▸ **EXERCISE BRIEF**
Repeat, exactly and completely, the entries shown underneath.

▸ **RECORDS FOR PROCESSING**
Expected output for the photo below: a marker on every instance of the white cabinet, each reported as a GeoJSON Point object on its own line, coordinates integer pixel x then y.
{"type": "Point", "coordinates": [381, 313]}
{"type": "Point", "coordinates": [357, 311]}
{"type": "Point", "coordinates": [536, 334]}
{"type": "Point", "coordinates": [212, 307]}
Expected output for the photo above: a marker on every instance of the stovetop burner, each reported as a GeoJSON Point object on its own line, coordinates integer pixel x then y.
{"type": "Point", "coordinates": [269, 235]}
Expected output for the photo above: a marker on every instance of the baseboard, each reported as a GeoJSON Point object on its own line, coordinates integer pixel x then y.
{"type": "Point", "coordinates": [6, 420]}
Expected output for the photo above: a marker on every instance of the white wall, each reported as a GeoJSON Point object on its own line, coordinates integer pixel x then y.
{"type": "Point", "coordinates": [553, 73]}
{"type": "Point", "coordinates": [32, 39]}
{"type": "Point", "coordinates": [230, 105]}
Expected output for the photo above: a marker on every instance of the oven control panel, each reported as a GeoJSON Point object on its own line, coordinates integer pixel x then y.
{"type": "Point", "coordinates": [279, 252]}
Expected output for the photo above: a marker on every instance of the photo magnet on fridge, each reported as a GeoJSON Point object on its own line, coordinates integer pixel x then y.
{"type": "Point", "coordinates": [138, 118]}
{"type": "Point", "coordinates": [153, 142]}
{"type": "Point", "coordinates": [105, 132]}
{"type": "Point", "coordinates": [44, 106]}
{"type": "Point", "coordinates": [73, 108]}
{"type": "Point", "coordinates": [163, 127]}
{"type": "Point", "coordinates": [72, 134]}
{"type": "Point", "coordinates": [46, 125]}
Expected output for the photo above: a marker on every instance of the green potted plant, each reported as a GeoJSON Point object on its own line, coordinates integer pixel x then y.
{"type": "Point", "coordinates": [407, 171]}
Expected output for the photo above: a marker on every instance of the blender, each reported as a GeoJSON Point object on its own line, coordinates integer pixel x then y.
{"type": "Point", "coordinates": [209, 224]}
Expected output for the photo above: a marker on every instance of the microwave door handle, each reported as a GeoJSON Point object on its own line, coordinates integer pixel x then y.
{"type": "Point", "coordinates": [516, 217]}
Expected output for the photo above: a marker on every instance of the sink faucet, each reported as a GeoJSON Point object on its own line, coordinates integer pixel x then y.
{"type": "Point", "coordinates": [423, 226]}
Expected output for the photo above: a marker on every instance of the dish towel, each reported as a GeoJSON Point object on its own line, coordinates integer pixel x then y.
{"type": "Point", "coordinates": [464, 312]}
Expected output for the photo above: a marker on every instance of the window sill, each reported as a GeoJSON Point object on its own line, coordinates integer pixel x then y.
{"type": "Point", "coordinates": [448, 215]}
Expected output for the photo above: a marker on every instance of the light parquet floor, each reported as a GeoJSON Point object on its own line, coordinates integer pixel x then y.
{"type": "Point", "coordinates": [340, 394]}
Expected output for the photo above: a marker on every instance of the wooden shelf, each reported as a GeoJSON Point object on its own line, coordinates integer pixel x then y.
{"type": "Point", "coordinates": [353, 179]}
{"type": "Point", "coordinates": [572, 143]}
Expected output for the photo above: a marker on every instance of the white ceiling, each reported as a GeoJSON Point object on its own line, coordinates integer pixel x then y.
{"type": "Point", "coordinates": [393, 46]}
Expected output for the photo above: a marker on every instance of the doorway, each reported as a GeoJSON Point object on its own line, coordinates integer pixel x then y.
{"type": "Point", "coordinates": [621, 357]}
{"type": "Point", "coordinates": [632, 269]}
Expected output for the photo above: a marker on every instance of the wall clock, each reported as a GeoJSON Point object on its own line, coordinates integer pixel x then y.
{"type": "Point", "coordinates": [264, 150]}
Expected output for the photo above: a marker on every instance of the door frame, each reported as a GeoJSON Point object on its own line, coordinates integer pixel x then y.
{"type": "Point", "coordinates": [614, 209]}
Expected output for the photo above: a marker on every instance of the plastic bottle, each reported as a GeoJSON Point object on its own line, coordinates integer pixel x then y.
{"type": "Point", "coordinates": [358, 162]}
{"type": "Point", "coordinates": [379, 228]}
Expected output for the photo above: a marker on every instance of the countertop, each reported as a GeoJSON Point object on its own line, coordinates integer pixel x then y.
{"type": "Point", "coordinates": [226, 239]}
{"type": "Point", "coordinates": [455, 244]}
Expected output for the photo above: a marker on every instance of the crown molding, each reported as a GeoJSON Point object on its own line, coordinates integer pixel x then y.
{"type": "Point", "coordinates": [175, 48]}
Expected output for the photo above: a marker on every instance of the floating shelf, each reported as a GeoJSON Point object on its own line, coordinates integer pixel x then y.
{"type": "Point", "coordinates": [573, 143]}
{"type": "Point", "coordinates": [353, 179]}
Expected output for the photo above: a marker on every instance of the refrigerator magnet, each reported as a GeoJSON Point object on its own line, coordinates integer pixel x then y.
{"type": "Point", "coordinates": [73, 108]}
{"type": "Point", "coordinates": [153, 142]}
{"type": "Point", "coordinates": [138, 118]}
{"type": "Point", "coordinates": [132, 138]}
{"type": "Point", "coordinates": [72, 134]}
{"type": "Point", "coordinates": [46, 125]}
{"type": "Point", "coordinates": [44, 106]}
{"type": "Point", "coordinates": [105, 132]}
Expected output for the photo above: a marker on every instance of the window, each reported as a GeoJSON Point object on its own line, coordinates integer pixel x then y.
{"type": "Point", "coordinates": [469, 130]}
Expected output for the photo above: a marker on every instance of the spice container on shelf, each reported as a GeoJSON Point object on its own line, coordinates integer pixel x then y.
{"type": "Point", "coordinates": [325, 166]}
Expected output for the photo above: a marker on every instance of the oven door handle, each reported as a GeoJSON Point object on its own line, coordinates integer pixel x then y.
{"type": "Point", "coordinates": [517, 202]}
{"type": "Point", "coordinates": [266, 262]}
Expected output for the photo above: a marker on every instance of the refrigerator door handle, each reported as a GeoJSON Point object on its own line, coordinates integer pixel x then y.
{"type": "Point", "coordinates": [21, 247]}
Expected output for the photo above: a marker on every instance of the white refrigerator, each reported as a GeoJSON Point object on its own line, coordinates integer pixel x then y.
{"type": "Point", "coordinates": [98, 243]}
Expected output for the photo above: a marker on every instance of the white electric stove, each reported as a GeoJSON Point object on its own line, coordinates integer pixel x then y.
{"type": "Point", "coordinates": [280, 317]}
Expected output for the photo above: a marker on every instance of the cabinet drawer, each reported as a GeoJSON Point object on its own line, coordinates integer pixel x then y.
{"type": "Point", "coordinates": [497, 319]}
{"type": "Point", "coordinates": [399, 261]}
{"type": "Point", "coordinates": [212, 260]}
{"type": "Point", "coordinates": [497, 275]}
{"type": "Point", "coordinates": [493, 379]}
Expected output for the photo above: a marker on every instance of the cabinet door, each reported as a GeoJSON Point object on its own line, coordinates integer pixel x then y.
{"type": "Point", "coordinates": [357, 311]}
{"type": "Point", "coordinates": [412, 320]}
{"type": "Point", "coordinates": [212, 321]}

▸ **ANSWER TO THE PROBLEM**
Expected output for the photo below: a marker on every instance of the white cabinet, each reported as a GeoJSON Point object on its own line, coordinates integer pixel x then y.
{"type": "Point", "coordinates": [381, 313]}
{"type": "Point", "coordinates": [357, 311]}
{"type": "Point", "coordinates": [536, 334]}
{"type": "Point", "coordinates": [212, 307]}
Expected output for the photo above: a marker on every instance of the stovetop burner, each reported as a GeoJSON Point object on its own line, coordinates integer pixel x then y.
{"type": "Point", "coordinates": [269, 235]}
Expected output for the photo above: a marker on every instance of the baseboard, each reported as a GeoJSON Point object on its own line, coordinates integer pixel x then y.
{"type": "Point", "coordinates": [6, 420]}
Expected output for the photo above: a marker on every instance of the white wall, each reported as a GeoJSON Point object on its own line, coordinates integer pixel x then y.
{"type": "Point", "coordinates": [553, 73]}
{"type": "Point", "coordinates": [32, 39]}
{"type": "Point", "coordinates": [230, 105]}
Expected output for the photo above: a marker on every instance of the oven control panel, each reported as a GeoJSON Point object on its own line, coordinates integer pixel x then y.
{"type": "Point", "coordinates": [279, 252]}
Expected output for the photo above: a marker on every instance of the photo magnet on fridge, each reported as a GeoJSON Point object on its own line, coordinates integer pixel x then y.
{"type": "Point", "coordinates": [138, 118]}
{"type": "Point", "coordinates": [153, 142]}
{"type": "Point", "coordinates": [105, 132]}
{"type": "Point", "coordinates": [44, 106]}
{"type": "Point", "coordinates": [73, 108]}
{"type": "Point", "coordinates": [163, 127]}
{"type": "Point", "coordinates": [72, 134]}
{"type": "Point", "coordinates": [46, 125]}
Expected output for the photo above: a marker on every instance of the green potted plant, each reported as a GeoJSON Point object on its own line, coordinates integer pixel x then y.
{"type": "Point", "coordinates": [407, 171]}
Expected output for the photo above: a marker on every instance of the blender, each reported as a GeoJSON Point object on its own line, coordinates integer pixel x then y.
{"type": "Point", "coordinates": [209, 224]}
Expected output for the photo above: a marker on every instance of the microwave door handle, each reported as a GeoJSON Point object on its own line, coordinates integer pixel x then y.
{"type": "Point", "coordinates": [516, 217]}
Expected output for the photo above: a marker on every instance of the sink faucet, each reported as a GeoJSON Point object on its own line, coordinates integer pixel x then y.
{"type": "Point", "coordinates": [423, 226]}
Expected output for the photo above: a marker on every instance of the dish towel, each reported as a GeoJSON Point object on its own line, coordinates integer pixel x then y.
{"type": "Point", "coordinates": [464, 312]}
Expected output for the photo above: a marker on every instance of the window sill, each reported as a GeoJSON Point object on its own line, coordinates integer pixel x then y.
{"type": "Point", "coordinates": [448, 215]}
Expected output for the photo above: a marker on every instance of the light parquet floor, each reported as a GeoJSON Point object on its own line, coordinates integer pixel x then y.
{"type": "Point", "coordinates": [340, 394]}
Expected output for the photo above: a marker on every instance of the wooden shelf, each reported as a GeoJSON Point object on its own line, coordinates integer pixel x then y.
{"type": "Point", "coordinates": [353, 179]}
{"type": "Point", "coordinates": [572, 143]}
Expected output for the photo above: a marker on every instance of the white ceiling, each reported as a GeoJSON Point object on its own line, coordinates integer pixel x then y.
{"type": "Point", "coordinates": [393, 46]}
Expected output for the photo above: a marker on every instance of the doorway, each reported as a GeoJSON Point object on its own line, coordinates integer pixel x then y.
{"type": "Point", "coordinates": [621, 357]}
{"type": "Point", "coordinates": [632, 269]}
Expected output for the photo above: a marker on every instance of the wall clock, each reported as a GeoJSON Point object on its own line, coordinates integer pixel x then y.
{"type": "Point", "coordinates": [264, 150]}
Expected output for the photo above: a marker on every instance of the door frame, each reported as a GeoJSON Point object on its own line, coordinates integer pixel x then y.
{"type": "Point", "coordinates": [614, 209]}
Expected output for the photo above: a marker on every instance of the plastic bottle, each reported as a GeoJSON Point object on its own line, coordinates integer pixel x then y.
{"type": "Point", "coordinates": [358, 162]}
{"type": "Point", "coordinates": [379, 228]}
Expected output for the photo above: a marker on every instance of the countertop, each reported as a GeoJSON Point object on its own line, coordinates integer pixel x then y.
{"type": "Point", "coordinates": [226, 239]}
{"type": "Point", "coordinates": [455, 244]}
Expected output for the photo above: a marker on every instance of the crown molding, each reported as a GeoJSON Point object on its own line, coordinates integer pixel x then y.
{"type": "Point", "coordinates": [175, 48]}
Expected output for the photo above: a marker on every instance of the floating shelf, each reported as a GeoJSON Point object on its own line, coordinates integer pixel x then y.
{"type": "Point", "coordinates": [573, 143]}
{"type": "Point", "coordinates": [353, 179]}
Expected output for the photo above: a marker on every instance of the refrigerator magnet, each reported as a GeoJSON Point object on its own line, coordinates integer pixel x then y.
{"type": "Point", "coordinates": [73, 108]}
{"type": "Point", "coordinates": [153, 142]}
{"type": "Point", "coordinates": [138, 118]}
{"type": "Point", "coordinates": [132, 138]}
{"type": "Point", "coordinates": [72, 134]}
{"type": "Point", "coordinates": [46, 125]}
{"type": "Point", "coordinates": [44, 106]}
{"type": "Point", "coordinates": [105, 132]}
Expected output for the photo above: a marker on every instance of the window, each reported as a GeoJSON Point object on its own line, coordinates integer pixel x then y.
{"type": "Point", "coordinates": [469, 130]}
Expected output for the photo above: a marker on every instance of the spice container on shelf, each reported as a GeoJSON Point object on its own line, coordinates integer pixel x then y.
{"type": "Point", "coordinates": [325, 166]}
Expected output for the photo above: a marker on every instance of the oven door handle, each reported as a GeoJSON Point object on its own line, coordinates integer pixel x then y.
{"type": "Point", "coordinates": [517, 202]}
{"type": "Point", "coordinates": [266, 262]}
Expected output for the photo above: a marker on every instance of the refrigerator door handle, each reported as a GeoJSON Point object on its own line, coordinates integer pixel x then y.
{"type": "Point", "coordinates": [21, 247]}
Expected output for the photo above: a marker on every instance of the white refrigerator, each reported as a GeoJSON Point object on its own line, coordinates integer pixel x then y.
{"type": "Point", "coordinates": [98, 243]}
Expected output for the photo above: a marker on every instance of the white electric stove, each reported as a GeoJSON Point object on its own line, coordinates integer pixel x then y.
{"type": "Point", "coordinates": [280, 317]}
Expected output for the photo above: a marker on every instance of the cabinet drawer, each reported as a GeoJSON Point object on its own line, coordinates integer pixel x then y.
{"type": "Point", "coordinates": [497, 319]}
{"type": "Point", "coordinates": [399, 261]}
{"type": "Point", "coordinates": [212, 260]}
{"type": "Point", "coordinates": [497, 275]}
{"type": "Point", "coordinates": [493, 379]}
Expected output for the photo above: a marker on every instance of the cabinet door, each reported as a GeoJSON Point object on its own line, coordinates integer pixel x then y.
{"type": "Point", "coordinates": [357, 311]}
{"type": "Point", "coordinates": [412, 320]}
{"type": "Point", "coordinates": [212, 321]}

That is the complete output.